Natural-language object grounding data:
________________

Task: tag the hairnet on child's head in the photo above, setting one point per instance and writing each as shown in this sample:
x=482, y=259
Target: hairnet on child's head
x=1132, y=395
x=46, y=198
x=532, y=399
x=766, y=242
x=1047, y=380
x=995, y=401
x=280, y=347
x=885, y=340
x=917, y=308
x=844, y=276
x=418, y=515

________________

(Exercise instructions) Reproduce every entry shown above, precisely as it stands.

(Written response)
Task: tag the hairnet on child's head in the photo above, setting one point per instance and writing each as shown in this sample:
x=482, y=259
Target: hairnet on child's head
x=1132, y=395
x=46, y=198
x=532, y=399
x=766, y=242
x=1047, y=380
x=995, y=401
x=280, y=347
x=885, y=340
x=917, y=308
x=844, y=276
x=418, y=515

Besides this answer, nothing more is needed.